__WHAT YOU ARE ASKED TO DO__: Carry on the project description about weight management services and childhood obesity from its last sentence.

__DOCUMENT SEGMENT__:
━━━━

UCL Health


Estimating the impact of weight management services on childhood obesity

This project will review the impact of weight management treatments and interventions on population prevalence and inequalities in childhood obesity.

26 November 2020


Trials have demonstrated that childhood obesity treatments are effective, although to varying degrees. Some childhood treatment programmes are less effective (e.g. lifestyle programmes), while others are deemed more effective but invasive (e.g. bariatric surgery).

However, we know relatively little about the most effective way to implement childhood obesity treatment at a population level, that is: which children would benefit most from treatment and at what age. It would also be valuable to better understand where investment in treatment would be best placed, i.e. at lower management tiers (e.g. tier 1; low cost, less effective but greater reach) or higher tiers (e.g. tier 4, bariatric surgery; effective but expensive and low reach).  


A review of weight management services for children and adults was included in Chapter 3 of the Childhood Obesity Plan. This project will provide evidence for the extent to which implementing alternative weight management interventions at a population level might impact upon the achievement of the childhood obesity target.

Analytic work will also help to identify the potential impact of children’s weight management services (as per the NICE obesity pathway) on outcomes including overall obesity prevalence, prevalence by deprivation quintile and impact on more or less extreme definitions of obesity and various groups of children, including indicators of comorbidities.


For these analyses, we will use the following data sources: Southampton Women’s Survey (SWS), Millennium Cohort Study (MCS), Understanding Society (US), and Health Survey for England (HSE).

━━━━

__INFORMATION PROVIDED__:
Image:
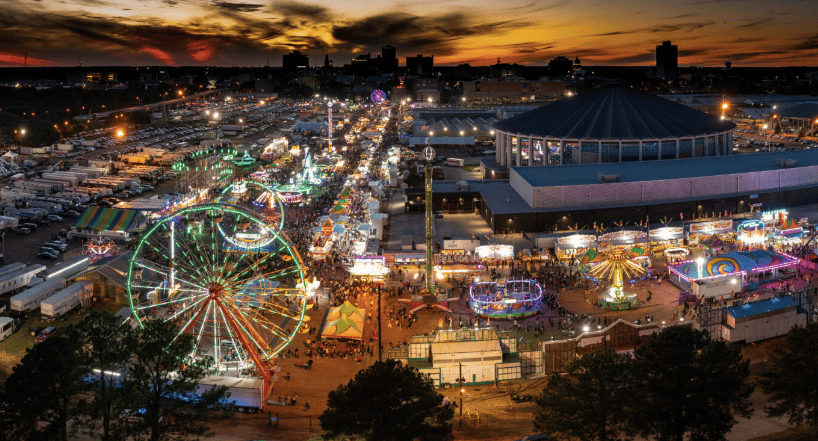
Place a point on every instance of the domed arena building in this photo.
(608, 125)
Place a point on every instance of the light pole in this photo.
(429, 154)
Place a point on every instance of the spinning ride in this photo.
(508, 299)
(616, 265)
(266, 199)
(241, 308)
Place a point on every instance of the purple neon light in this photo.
(792, 262)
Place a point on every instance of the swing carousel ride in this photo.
(617, 266)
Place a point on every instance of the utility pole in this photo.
(429, 154)
(380, 328)
(460, 428)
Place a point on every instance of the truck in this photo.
(31, 298)
(19, 277)
(67, 299)
(247, 393)
(6, 327)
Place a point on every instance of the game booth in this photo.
(666, 237)
(506, 299)
(726, 274)
(457, 263)
(569, 247)
(752, 233)
(371, 268)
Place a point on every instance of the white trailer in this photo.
(10, 221)
(67, 299)
(18, 278)
(68, 268)
(31, 298)
(248, 393)
(6, 327)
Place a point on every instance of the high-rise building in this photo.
(295, 60)
(667, 60)
(389, 59)
(420, 65)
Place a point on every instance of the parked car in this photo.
(50, 248)
(47, 255)
(62, 246)
(45, 334)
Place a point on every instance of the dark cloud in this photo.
(302, 10)
(413, 33)
(676, 17)
(808, 44)
(706, 2)
(756, 23)
(666, 28)
(239, 7)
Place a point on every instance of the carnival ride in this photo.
(241, 308)
(266, 200)
(506, 299)
(615, 265)
(99, 247)
(377, 96)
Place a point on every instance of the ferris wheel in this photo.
(265, 199)
(377, 96)
(241, 305)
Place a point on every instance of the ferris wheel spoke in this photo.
(252, 336)
(165, 274)
(184, 328)
(189, 307)
(233, 339)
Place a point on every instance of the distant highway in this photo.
(147, 106)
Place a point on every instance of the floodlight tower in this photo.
(429, 154)
(329, 126)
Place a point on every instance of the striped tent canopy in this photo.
(107, 219)
(637, 252)
(591, 256)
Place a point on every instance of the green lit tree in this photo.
(163, 387)
(388, 402)
(43, 392)
(687, 384)
(792, 377)
(589, 401)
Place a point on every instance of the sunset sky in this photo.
(207, 32)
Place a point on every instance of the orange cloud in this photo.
(200, 50)
(158, 54)
(20, 60)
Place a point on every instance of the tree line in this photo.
(678, 385)
(105, 379)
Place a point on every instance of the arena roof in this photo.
(803, 111)
(734, 262)
(614, 112)
(560, 175)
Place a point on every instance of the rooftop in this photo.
(561, 175)
(614, 112)
(769, 305)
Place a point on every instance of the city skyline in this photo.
(198, 32)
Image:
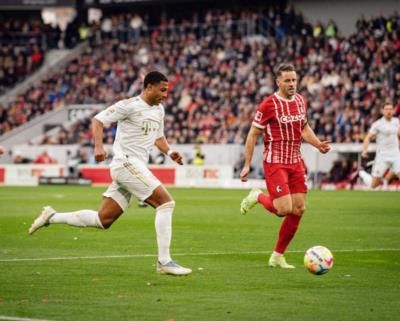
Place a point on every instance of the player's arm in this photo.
(100, 153)
(251, 140)
(309, 136)
(366, 142)
(163, 146)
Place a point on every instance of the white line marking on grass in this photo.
(3, 317)
(133, 256)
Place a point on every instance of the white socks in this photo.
(366, 178)
(82, 218)
(163, 224)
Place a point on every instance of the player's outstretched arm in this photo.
(366, 142)
(163, 146)
(310, 137)
(251, 140)
(100, 153)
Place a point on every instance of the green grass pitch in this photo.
(63, 273)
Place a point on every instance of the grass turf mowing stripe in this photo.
(66, 258)
(4, 317)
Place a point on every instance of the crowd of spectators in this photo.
(220, 66)
(23, 43)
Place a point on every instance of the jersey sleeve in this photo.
(160, 132)
(263, 114)
(374, 128)
(113, 113)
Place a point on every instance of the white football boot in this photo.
(172, 268)
(43, 219)
(279, 261)
(250, 200)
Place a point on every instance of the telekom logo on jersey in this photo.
(291, 118)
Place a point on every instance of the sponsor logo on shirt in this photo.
(148, 127)
(258, 116)
(291, 118)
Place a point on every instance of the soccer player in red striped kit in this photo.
(281, 118)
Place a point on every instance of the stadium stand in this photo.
(220, 66)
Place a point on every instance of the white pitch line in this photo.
(133, 256)
(3, 317)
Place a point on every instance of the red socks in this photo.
(266, 201)
(288, 230)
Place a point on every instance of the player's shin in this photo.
(266, 201)
(287, 231)
(82, 218)
(163, 225)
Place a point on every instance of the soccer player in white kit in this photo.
(140, 126)
(386, 131)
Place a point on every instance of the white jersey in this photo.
(387, 137)
(139, 125)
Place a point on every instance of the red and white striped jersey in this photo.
(282, 121)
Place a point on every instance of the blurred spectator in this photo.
(45, 158)
(217, 72)
(19, 159)
(199, 156)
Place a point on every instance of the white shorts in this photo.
(382, 164)
(131, 177)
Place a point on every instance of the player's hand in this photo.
(324, 146)
(244, 174)
(176, 157)
(100, 154)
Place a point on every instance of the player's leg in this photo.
(373, 180)
(289, 226)
(164, 204)
(288, 230)
(115, 200)
(146, 187)
(395, 168)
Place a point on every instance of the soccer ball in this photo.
(318, 260)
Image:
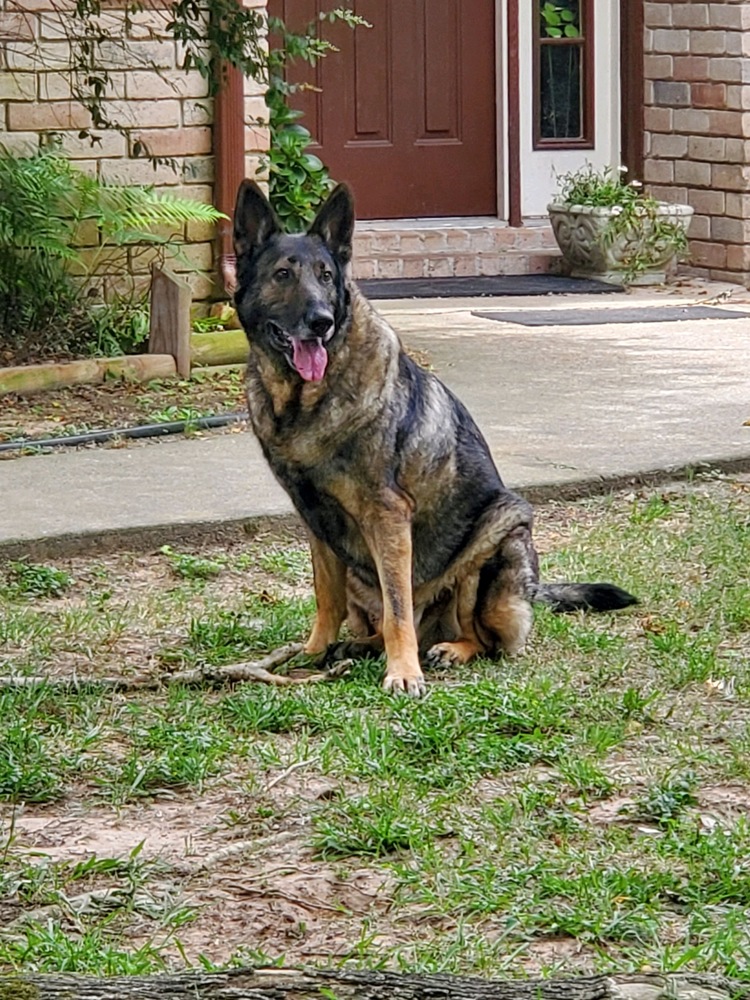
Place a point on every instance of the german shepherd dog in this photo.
(413, 534)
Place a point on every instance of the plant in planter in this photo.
(606, 227)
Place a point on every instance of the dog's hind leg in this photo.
(387, 531)
(468, 644)
(329, 575)
(509, 580)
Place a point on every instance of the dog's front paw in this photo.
(405, 680)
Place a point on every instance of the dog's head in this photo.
(291, 295)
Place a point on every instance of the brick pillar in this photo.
(697, 123)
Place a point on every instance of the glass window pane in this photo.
(561, 92)
(561, 19)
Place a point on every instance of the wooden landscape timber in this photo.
(219, 347)
(169, 318)
(294, 984)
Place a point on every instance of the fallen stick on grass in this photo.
(262, 671)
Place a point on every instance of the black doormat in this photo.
(502, 284)
(599, 317)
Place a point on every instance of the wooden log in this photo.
(169, 322)
(27, 379)
(219, 347)
(295, 984)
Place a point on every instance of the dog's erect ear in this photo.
(334, 223)
(254, 219)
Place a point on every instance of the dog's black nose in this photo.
(321, 323)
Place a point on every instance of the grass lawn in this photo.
(583, 807)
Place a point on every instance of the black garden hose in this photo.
(147, 430)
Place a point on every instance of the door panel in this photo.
(406, 110)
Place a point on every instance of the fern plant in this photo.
(50, 301)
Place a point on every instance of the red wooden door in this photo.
(406, 109)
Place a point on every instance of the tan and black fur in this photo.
(413, 534)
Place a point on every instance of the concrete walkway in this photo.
(559, 406)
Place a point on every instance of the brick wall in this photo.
(156, 103)
(698, 125)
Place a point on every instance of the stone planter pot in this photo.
(579, 231)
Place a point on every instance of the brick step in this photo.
(460, 247)
(452, 264)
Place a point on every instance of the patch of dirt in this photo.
(118, 404)
(250, 889)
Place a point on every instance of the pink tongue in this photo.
(310, 359)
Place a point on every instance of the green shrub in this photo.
(50, 286)
(298, 182)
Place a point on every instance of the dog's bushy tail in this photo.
(583, 596)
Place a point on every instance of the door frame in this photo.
(508, 99)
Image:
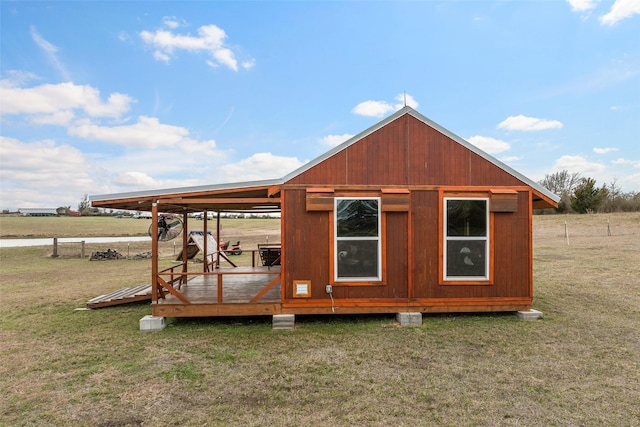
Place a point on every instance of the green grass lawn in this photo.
(579, 365)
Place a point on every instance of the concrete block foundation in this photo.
(409, 319)
(151, 323)
(283, 322)
(529, 315)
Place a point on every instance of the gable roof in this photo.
(141, 200)
(542, 193)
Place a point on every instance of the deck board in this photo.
(238, 286)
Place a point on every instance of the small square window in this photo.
(357, 245)
(466, 239)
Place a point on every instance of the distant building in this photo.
(38, 211)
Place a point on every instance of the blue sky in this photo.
(105, 97)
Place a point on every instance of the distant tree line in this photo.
(581, 195)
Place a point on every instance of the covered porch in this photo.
(215, 286)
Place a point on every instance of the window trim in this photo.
(488, 278)
(353, 281)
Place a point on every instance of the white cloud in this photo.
(627, 162)
(508, 159)
(582, 5)
(620, 10)
(335, 140)
(42, 173)
(381, 108)
(525, 123)
(604, 150)
(135, 179)
(52, 99)
(147, 133)
(489, 145)
(210, 39)
(578, 164)
(170, 22)
(50, 51)
(372, 108)
(259, 166)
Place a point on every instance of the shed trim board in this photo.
(413, 273)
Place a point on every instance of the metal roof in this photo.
(252, 191)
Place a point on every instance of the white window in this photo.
(466, 239)
(358, 248)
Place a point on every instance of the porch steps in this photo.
(121, 296)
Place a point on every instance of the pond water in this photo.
(13, 243)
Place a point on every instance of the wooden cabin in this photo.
(405, 217)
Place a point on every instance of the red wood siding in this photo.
(406, 153)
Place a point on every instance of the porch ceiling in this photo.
(253, 199)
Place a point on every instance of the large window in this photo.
(466, 239)
(358, 246)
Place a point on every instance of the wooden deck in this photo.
(243, 291)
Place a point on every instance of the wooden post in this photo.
(205, 267)
(185, 240)
(218, 240)
(154, 252)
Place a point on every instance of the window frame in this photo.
(365, 280)
(487, 279)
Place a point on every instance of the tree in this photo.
(587, 198)
(562, 184)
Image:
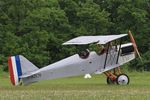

━━━━

__RESPONSE TO THIS TASK__:
In all datasets, we will identify children with a range of weight status categories (overweight, obese and extreme obesity), in addition to obesity comorbidities where available (including indicators of mental health/well-being, and early indicators of cardiovascular disease risk, such as blood pressure). Level of risk for obesity will be identified across the population using sociodemographic data (e.g. deprivation, ethnicity, income, and region).

Evidence from systematic reviews would be used to identify pooled or best estimates of the effectiveness of various treatments or interventions by age or other factors (e.g. deprivation) if reported. Effect sizes will be used to estimate the reductions in obesity prevalence that might result from interventions at a population level in each of the datasets and according to age. We will also use the estimated effect sizes from reviews to provide estimates of potential benefits from treatment for indicators of comorbidities on obesity. Findings will then be extrapolated to map treatment options to the population, dependent on level of risk and eligibility according to NICE guidance.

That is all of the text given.